BEGIN TASK MATERIAL

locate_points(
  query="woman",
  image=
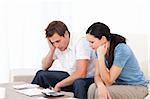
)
(117, 72)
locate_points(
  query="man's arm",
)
(48, 60)
(80, 72)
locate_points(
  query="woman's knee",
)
(92, 91)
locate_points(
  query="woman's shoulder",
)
(122, 47)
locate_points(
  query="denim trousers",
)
(47, 78)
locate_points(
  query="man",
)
(76, 58)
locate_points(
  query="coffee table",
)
(12, 94)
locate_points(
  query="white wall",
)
(22, 24)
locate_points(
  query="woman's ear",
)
(103, 39)
(66, 34)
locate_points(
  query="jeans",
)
(45, 78)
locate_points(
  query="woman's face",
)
(95, 42)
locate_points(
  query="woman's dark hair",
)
(98, 30)
(56, 27)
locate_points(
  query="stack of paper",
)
(25, 86)
(28, 89)
(30, 92)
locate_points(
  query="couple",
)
(111, 64)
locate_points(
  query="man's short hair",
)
(56, 27)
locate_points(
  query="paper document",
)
(25, 86)
(30, 92)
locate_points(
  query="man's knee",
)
(40, 73)
(79, 82)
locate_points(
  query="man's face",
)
(60, 42)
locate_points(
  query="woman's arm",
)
(103, 93)
(107, 76)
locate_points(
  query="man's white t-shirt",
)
(76, 50)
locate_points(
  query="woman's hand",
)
(51, 46)
(57, 87)
(103, 93)
(102, 50)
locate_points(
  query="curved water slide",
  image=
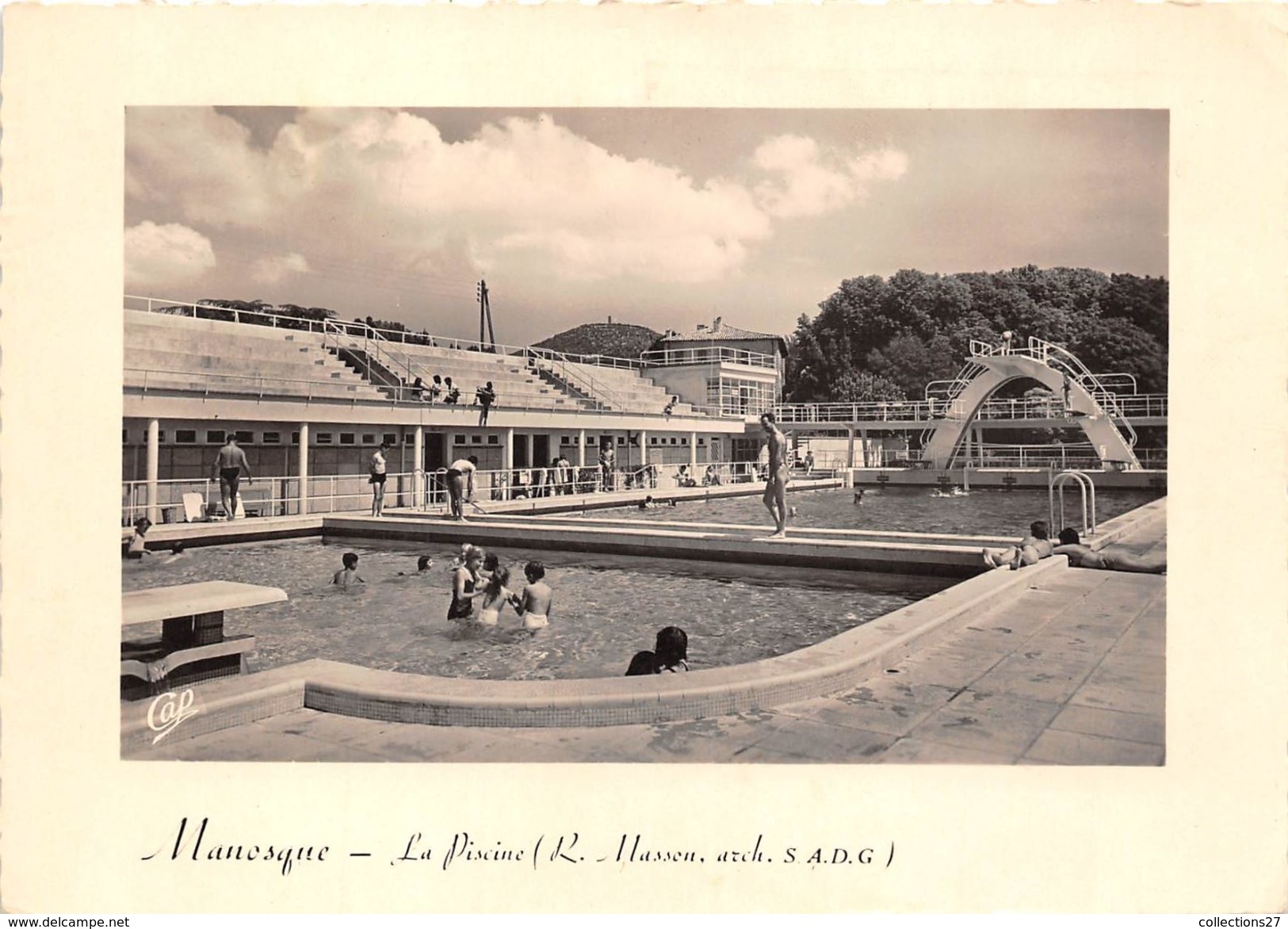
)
(1091, 406)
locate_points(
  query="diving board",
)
(192, 646)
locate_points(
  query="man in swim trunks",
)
(460, 485)
(1082, 557)
(228, 468)
(776, 482)
(377, 480)
(537, 598)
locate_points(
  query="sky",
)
(663, 218)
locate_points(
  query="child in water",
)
(496, 595)
(670, 653)
(138, 547)
(350, 572)
(537, 598)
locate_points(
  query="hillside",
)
(617, 339)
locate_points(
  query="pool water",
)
(606, 609)
(904, 509)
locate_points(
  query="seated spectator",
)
(670, 653)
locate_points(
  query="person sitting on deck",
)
(1081, 557)
(670, 653)
(1030, 549)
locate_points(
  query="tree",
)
(865, 387)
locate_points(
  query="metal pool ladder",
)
(1088, 490)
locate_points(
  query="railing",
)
(927, 410)
(273, 495)
(245, 384)
(705, 354)
(391, 337)
(1081, 457)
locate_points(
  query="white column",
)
(154, 468)
(418, 468)
(304, 469)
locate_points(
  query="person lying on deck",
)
(1082, 557)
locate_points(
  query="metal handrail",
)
(1086, 485)
(665, 357)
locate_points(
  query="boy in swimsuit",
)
(377, 480)
(537, 598)
(1034, 548)
(776, 475)
(350, 572)
(460, 485)
(1082, 557)
(228, 467)
(138, 547)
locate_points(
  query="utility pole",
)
(486, 316)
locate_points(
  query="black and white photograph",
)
(853, 422)
(679, 459)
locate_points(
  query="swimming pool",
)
(903, 509)
(606, 609)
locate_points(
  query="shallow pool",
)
(606, 609)
(904, 509)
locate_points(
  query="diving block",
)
(192, 646)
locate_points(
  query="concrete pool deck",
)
(1045, 665)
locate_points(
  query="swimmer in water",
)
(1081, 557)
(465, 580)
(350, 572)
(422, 564)
(137, 548)
(537, 599)
(495, 595)
(670, 653)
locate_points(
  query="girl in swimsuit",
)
(495, 595)
(464, 581)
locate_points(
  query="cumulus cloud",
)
(807, 181)
(522, 193)
(165, 255)
(277, 268)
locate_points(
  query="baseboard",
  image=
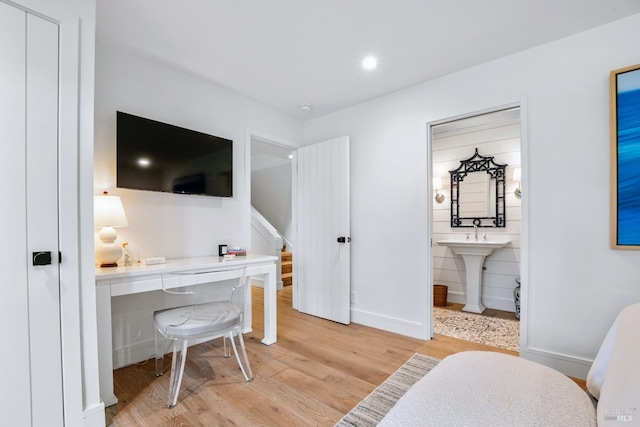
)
(94, 416)
(259, 283)
(133, 353)
(502, 304)
(398, 326)
(571, 366)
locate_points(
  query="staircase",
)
(287, 268)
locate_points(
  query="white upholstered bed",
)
(478, 388)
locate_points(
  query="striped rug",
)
(374, 407)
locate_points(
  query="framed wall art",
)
(625, 158)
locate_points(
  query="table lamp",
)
(108, 213)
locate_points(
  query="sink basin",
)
(479, 247)
(473, 253)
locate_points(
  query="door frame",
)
(289, 145)
(524, 221)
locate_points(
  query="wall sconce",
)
(108, 213)
(517, 176)
(437, 185)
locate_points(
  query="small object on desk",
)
(127, 254)
(237, 251)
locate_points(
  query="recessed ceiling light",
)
(369, 63)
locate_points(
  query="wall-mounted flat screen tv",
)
(156, 156)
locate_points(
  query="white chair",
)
(200, 322)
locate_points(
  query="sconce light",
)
(108, 213)
(517, 176)
(437, 185)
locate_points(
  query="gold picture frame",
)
(625, 157)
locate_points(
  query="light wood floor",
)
(316, 372)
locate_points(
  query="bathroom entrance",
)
(484, 207)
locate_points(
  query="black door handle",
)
(41, 258)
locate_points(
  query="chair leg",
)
(244, 366)
(159, 353)
(177, 370)
(226, 347)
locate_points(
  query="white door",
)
(323, 248)
(31, 361)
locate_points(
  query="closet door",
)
(30, 303)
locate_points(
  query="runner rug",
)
(503, 333)
(374, 407)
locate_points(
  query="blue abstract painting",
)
(627, 133)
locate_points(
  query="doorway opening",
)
(272, 189)
(494, 133)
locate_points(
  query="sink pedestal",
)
(473, 264)
(473, 253)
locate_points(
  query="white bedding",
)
(478, 388)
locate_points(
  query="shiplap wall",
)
(451, 144)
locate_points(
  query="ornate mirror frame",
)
(496, 172)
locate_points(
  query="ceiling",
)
(284, 53)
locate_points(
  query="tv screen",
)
(156, 156)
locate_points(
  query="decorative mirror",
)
(477, 193)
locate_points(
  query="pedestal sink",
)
(473, 253)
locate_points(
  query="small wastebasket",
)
(440, 295)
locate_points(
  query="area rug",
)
(374, 407)
(503, 333)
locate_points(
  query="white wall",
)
(501, 139)
(173, 225)
(575, 284)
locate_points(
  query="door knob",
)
(41, 258)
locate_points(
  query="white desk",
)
(119, 281)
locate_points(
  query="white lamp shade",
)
(108, 212)
(517, 174)
(437, 183)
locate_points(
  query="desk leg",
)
(270, 307)
(105, 346)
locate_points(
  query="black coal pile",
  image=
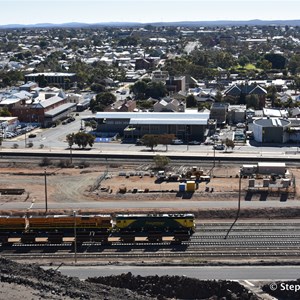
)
(287, 290)
(50, 284)
(177, 287)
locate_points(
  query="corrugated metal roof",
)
(48, 102)
(134, 121)
(59, 109)
(154, 115)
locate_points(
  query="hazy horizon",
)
(144, 11)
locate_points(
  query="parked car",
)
(209, 142)
(177, 142)
(240, 125)
(219, 147)
(139, 142)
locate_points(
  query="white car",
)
(177, 142)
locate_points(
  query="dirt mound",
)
(177, 287)
(29, 281)
(288, 290)
(50, 284)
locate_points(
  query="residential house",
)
(169, 105)
(237, 92)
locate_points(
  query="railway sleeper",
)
(155, 238)
(55, 238)
(28, 238)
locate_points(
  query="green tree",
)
(97, 88)
(102, 101)
(156, 90)
(70, 139)
(243, 60)
(161, 161)
(229, 143)
(252, 101)
(139, 89)
(278, 61)
(191, 101)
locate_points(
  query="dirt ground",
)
(101, 183)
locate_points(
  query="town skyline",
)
(144, 11)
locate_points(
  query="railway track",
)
(272, 242)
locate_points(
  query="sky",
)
(144, 11)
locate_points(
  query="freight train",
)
(97, 228)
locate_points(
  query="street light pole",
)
(239, 205)
(214, 153)
(75, 237)
(46, 197)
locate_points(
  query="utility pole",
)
(75, 237)
(46, 197)
(239, 205)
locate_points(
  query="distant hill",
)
(136, 24)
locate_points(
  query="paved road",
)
(204, 273)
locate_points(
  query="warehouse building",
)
(190, 125)
(271, 130)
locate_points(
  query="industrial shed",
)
(185, 125)
(271, 130)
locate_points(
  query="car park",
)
(139, 142)
(219, 147)
(177, 142)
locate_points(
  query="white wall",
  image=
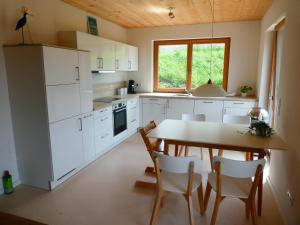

END TASK MATERIAL

_BRIEF_. Please count the lines in the material above that contain the word "sconce", and reply with only that number.

_CORRECT OUTPUT_. 2